> [EXERCISE INPUTS]:
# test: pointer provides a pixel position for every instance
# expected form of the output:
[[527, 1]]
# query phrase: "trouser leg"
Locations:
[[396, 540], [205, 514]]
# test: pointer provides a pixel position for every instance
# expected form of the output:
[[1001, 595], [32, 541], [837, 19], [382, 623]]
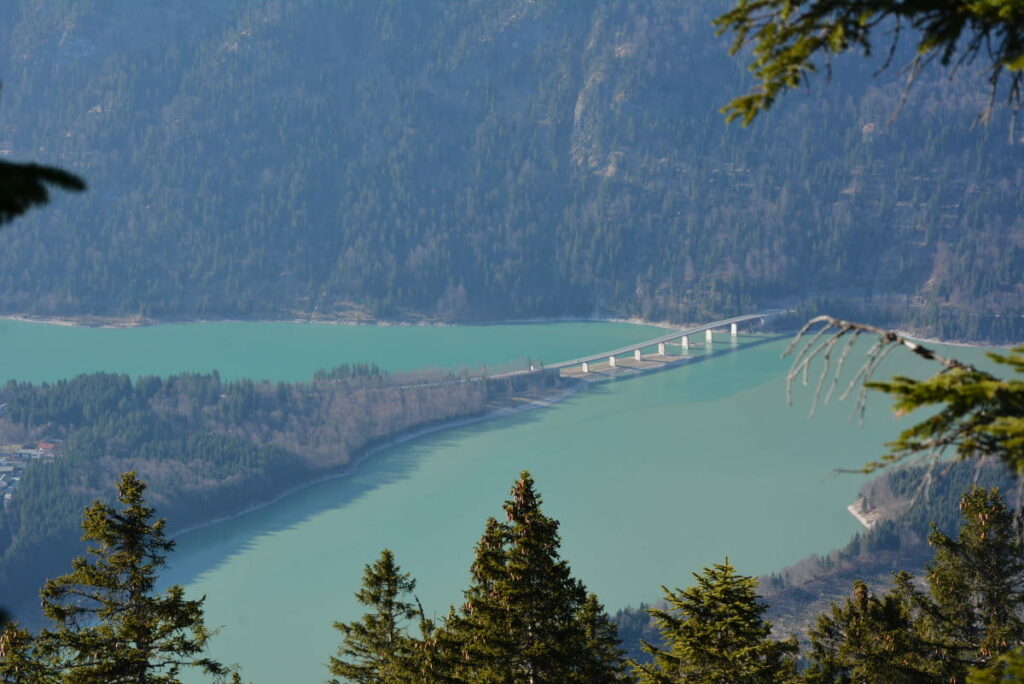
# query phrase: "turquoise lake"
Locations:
[[651, 476]]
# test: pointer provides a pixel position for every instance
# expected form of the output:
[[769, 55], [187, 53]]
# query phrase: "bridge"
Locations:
[[680, 338]]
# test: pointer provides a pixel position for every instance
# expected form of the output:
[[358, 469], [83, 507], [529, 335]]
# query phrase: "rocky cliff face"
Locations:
[[466, 161]]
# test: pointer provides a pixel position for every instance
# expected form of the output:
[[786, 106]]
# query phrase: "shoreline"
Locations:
[[396, 440], [114, 323]]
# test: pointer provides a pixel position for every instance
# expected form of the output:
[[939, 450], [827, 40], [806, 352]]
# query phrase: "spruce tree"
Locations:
[[110, 627], [525, 618], [977, 581], [378, 647], [970, 615], [603, 659], [715, 632], [873, 640]]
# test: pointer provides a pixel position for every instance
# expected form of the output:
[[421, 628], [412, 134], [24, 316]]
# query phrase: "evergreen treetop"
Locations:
[[109, 626], [715, 632]]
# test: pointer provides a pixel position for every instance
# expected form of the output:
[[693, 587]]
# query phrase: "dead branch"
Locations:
[[824, 342]]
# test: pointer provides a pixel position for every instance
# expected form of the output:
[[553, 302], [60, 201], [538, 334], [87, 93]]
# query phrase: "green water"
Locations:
[[289, 351], [651, 477]]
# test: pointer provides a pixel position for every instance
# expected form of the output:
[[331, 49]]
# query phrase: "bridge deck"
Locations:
[[675, 335]]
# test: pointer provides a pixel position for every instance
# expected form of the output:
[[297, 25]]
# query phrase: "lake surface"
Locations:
[[290, 351], [651, 476]]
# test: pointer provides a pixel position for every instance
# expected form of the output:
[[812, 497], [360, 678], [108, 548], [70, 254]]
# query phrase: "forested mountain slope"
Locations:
[[209, 449], [470, 160]]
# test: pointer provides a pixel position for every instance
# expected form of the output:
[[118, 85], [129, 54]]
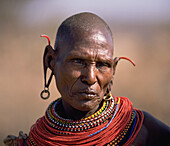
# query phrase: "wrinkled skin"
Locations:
[[83, 66], [84, 71]]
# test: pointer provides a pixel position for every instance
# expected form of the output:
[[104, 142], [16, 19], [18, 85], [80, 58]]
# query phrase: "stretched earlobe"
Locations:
[[48, 53]]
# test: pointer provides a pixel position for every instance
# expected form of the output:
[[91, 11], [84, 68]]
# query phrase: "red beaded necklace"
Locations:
[[115, 123]]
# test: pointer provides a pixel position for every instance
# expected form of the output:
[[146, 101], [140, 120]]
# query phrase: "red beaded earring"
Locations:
[[46, 86]]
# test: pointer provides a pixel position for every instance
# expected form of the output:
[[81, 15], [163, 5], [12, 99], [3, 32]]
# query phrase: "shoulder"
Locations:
[[153, 131]]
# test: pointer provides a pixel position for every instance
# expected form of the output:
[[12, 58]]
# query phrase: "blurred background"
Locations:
[[141, 31]]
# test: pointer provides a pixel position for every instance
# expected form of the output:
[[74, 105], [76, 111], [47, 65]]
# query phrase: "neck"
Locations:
[[68, 112]]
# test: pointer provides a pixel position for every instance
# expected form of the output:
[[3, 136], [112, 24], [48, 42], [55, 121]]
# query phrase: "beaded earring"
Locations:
[[46, 86]]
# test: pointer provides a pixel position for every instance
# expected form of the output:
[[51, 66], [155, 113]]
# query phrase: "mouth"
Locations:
[[88, 94]]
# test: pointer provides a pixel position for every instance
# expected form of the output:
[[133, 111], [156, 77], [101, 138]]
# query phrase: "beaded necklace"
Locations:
[[98, 118], [115, 123]]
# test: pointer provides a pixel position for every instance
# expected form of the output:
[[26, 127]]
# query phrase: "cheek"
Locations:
[[66, 78]]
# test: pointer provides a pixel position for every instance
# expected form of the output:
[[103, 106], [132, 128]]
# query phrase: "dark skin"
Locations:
[[83, 69]]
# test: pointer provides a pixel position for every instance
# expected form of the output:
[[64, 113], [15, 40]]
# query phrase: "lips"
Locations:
[[88, 94]]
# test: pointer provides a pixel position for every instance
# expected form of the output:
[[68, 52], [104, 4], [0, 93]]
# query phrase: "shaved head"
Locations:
[[80, 26]]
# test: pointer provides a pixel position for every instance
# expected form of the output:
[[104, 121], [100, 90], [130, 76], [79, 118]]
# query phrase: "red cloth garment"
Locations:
[[119, 127]]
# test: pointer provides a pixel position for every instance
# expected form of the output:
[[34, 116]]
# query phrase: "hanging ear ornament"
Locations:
[[127, 59], [45, 94]]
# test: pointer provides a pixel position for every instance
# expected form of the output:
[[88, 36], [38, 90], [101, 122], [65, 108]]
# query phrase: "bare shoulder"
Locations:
[[153, 132]]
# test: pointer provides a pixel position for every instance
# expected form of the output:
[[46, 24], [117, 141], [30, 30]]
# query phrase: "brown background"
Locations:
[[139, 32]]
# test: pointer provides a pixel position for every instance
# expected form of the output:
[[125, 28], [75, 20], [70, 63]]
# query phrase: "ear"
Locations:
[[116, 59], [48, 62]]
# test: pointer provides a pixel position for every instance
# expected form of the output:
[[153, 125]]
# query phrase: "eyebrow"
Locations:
[[84, 56]]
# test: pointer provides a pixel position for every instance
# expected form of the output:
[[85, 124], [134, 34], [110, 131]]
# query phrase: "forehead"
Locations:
[[95, 45], [90, 52]]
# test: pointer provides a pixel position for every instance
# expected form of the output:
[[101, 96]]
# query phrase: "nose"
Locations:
[[89, 75]]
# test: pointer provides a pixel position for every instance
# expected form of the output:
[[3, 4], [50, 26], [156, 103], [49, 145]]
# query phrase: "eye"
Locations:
[[102, 64], [78, 61]]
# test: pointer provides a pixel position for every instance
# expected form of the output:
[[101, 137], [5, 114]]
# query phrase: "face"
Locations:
[[84, 70]]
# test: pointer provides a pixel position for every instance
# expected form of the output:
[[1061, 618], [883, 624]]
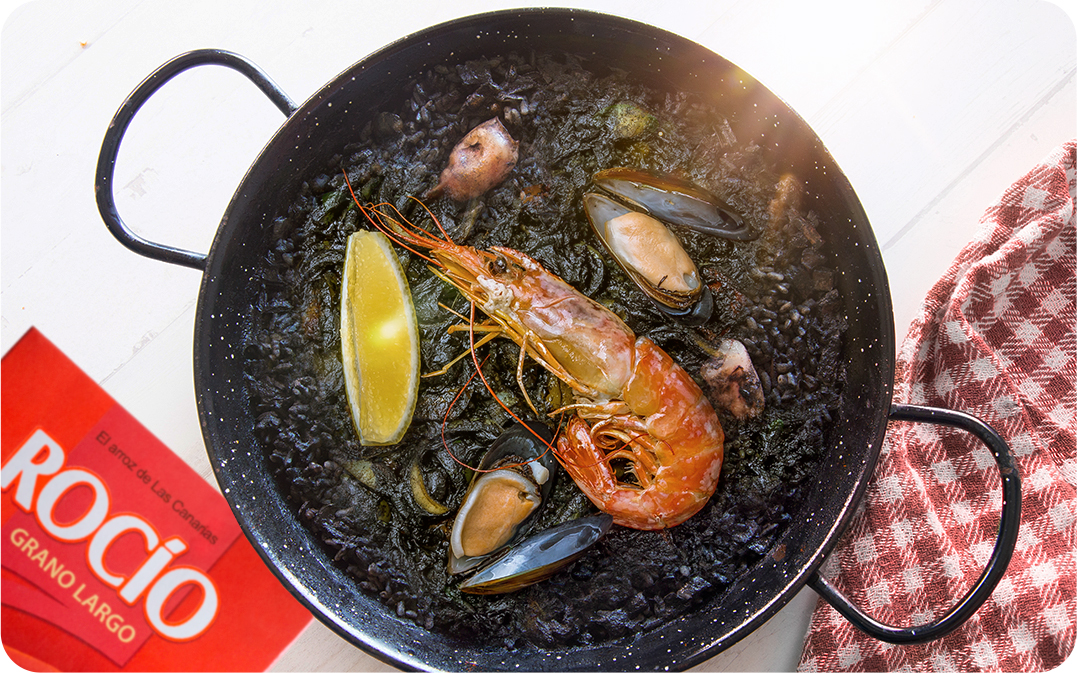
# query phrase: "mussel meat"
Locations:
[[500, 505], [652, 256], [732, 380], [479, 162], [673, 200], [539, 557]]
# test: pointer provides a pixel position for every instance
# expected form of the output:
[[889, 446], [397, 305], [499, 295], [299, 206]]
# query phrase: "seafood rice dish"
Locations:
[[630, 342]]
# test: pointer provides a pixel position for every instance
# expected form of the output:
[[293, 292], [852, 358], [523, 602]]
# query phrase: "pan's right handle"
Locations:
[[107, 159], [1009, 520]]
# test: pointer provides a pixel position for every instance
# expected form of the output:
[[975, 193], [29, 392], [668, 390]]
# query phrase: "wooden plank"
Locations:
[[924, 112]]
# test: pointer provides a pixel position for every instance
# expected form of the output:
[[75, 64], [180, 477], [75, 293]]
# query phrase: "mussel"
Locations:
[[500, 505], [673, 200], [539, 557], [652, 256]]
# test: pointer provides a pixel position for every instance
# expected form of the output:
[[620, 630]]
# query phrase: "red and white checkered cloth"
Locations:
[[995, 337]]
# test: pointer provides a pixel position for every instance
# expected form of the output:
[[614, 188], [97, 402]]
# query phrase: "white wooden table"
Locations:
[[931, 108]]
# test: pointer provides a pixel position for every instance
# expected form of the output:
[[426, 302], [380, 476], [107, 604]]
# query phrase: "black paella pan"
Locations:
[[320, 128]]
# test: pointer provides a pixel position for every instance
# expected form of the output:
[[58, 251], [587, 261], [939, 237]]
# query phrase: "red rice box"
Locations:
[[115, 555]]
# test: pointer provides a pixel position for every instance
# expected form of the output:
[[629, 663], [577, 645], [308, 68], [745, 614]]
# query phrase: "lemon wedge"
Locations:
[[379, 339]]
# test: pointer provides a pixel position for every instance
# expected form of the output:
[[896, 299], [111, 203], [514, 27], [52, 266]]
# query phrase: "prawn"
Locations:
[[643, 443]]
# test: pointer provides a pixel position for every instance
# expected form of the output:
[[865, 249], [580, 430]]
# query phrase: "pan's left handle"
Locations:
[[107, 159]]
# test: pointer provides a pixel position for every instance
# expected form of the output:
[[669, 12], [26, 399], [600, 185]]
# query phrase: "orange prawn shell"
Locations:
[[685, 443]]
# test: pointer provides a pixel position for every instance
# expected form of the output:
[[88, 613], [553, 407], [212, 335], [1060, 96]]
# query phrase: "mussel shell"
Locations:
[[539, 557], [516, 445], [691, 306], [519, 440], [674, 201]]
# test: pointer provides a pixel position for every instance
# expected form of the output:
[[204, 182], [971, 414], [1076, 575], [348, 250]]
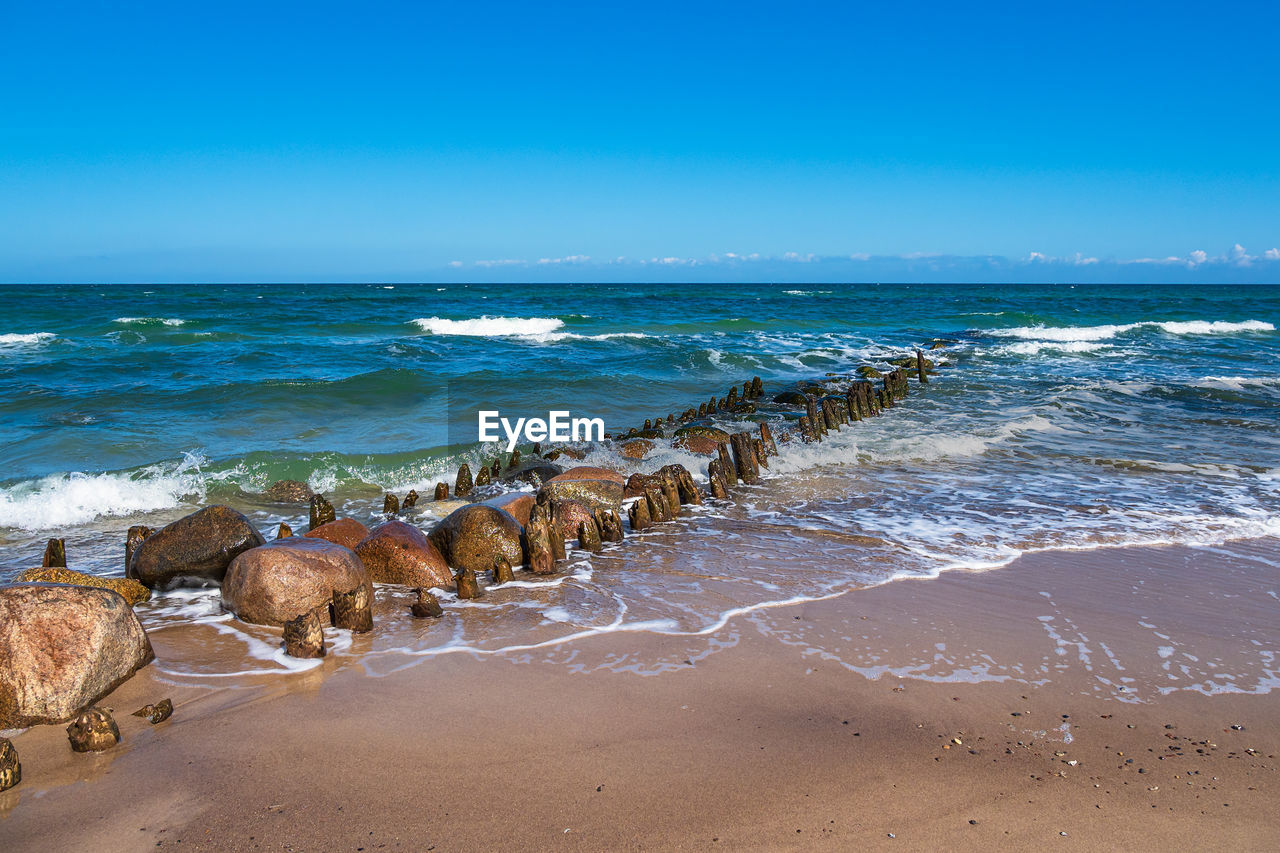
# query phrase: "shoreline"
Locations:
[[743, 738]]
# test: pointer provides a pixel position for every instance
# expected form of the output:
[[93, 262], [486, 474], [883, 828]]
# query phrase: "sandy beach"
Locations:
[[1037, 705]]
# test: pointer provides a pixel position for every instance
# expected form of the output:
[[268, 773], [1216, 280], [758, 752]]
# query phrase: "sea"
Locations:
[[1059, 418]]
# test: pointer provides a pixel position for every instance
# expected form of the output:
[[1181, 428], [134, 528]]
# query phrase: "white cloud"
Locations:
[[504, 261], [570, 259]]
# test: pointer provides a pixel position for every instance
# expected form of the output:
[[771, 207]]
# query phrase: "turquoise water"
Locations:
[[1060, 416]]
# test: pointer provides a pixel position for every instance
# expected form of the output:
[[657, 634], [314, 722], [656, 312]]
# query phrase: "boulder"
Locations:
[[700, 439], [571, 516], [196, 548], [288, 492], [472, 536], [594, 487], [515, 503], [346, 532], [636, 447], [400, 553], [288, 578], [63, 649], [131, 589]]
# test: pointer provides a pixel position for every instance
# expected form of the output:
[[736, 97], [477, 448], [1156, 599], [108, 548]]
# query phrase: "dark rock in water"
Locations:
[[353, 610], [287, 578], [831, 418], [635, 447], [686, 488], [63, 648], [570, 515], [744, 459], [464, 484], [400, 553], [718, 484], [321, 511], [288, 492], [597, 488], [467, 584], [196, 548], [502, 573], [55, 555], [767, 438], [513, 503], [538, 546], [670, 491], [94, 730], [129, 589], [304, 635], [658, 509], [762, 459], [10, 769], [609, 525], [426, 606], [638, 483], [727, 470], [346, 532], [535, 473], [137, 534], [638, 514], [158, 712], [474, 534], [700, 438]]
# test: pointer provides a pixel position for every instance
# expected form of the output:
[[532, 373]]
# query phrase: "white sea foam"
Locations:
[[150, 320], [490, 327], [1033, 347], [1105, 332], [24, 341], [63, 500]]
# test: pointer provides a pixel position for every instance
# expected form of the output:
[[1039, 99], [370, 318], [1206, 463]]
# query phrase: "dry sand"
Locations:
[[772, 735]]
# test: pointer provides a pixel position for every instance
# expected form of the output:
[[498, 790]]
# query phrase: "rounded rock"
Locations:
[[288, 578]]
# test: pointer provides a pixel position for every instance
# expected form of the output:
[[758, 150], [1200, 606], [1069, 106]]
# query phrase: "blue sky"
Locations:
[[799, 141]]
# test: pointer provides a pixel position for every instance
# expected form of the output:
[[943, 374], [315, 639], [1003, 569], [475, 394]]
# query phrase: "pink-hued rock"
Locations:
[[346, 532], [287, 578], [400, 553], [63, 648]]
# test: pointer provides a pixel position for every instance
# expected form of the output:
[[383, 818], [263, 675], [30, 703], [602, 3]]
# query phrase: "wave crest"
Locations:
[[1104, 332]]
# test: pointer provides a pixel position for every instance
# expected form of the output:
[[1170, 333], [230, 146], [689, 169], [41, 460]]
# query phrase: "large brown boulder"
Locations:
[[196, 548], [515, 503], [400, 553], [288, 492], [346, 532], [287, 578], [131, 589], [472, 536], [571, 515], [700, 439], [597, 488], [63, 648]]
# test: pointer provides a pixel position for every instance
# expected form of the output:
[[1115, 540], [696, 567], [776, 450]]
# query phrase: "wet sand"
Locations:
[[1059, 701]]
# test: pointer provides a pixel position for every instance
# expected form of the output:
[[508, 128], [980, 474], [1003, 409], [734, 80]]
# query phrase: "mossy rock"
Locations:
[[129, 589]]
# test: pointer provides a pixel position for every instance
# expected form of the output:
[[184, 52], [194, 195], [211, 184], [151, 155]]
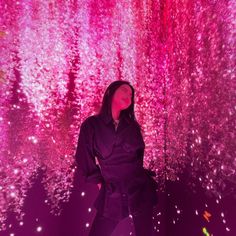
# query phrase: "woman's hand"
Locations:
[[99, 185]]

> [GIVEN TASK]: Copy every line of the records, from the first line through the line containing "[[675, 335]]", shifting each answer coordinate by -67 and leaving the pictures out.

> [TASK SOLUTION]:
# test: pointer provides a pixel position for every instance
# expected form of the output:
[[527, 1]]
# query phrase: "trouser leg"
Locations:
[[329, 473], [138, 447]]
# test: pointer provides a pixel position for every instance
# expected form of the output:
[[1001, 595], [32, 541], [837, 19], [382, 623]]
# query phrase: "turquoise lake"
Locations:
[[584, 409]]
# test: pointer provides a pixel position for every instance
# expected form of the output:
[[769, 55], [187, 53]]
# query phrase: "bridge"
Locations:
[[613, 271]]
# test: pointer provides a pixel position for every instance
# expected form of the output:
[[358, 469], [83, 507], [529, 335]]
# query phrase: "rocky cliff face"
Locations:
[[399, 94]]
# test: pointer provides a pixel position for every instance
# expected form of the output:
[[786, 106]]
# query phrase: "shoreline"
Locations:
[[329, 373], [47, 256]]
# test: pointer provides a pixel position for every instance
# expected form of the output:
[[939, 450], [827, 40], [806, 352]]
# query phrase: "spruce tree"
Locations:
[[43, 560], [458, 551], [910, 514], [311, 580], [903, 548], [536, 592], [648, 565], [806, 573]]
# test: pointer provides a pixel position for every instance
# expected form of the output:
[[421, 628], [412, 134], [24, 316]]
# query phrase: "evergreen treetop"
Locations:
[[42, 559], [648, 565]]
# test: pointer provides a pixel position for every instance
# expected form of the output:
[[693, 587]]
# query phrase: "dead branch"
Locations:
[[757, 275]]
# test: pointer provides a pixel position for every instance
# expected form of the output:
[[553, 302], [60, 201], [538, 334], [87, 93]]
# query phrase: "green water"
Locations:
[[222, 284], [584, 410]]
# test: pointer provides a pixel position for every instance
# expected form of the output:
[[331, 49]]
# query phrase: "bridge deck"
Locations:
[[608, 268]]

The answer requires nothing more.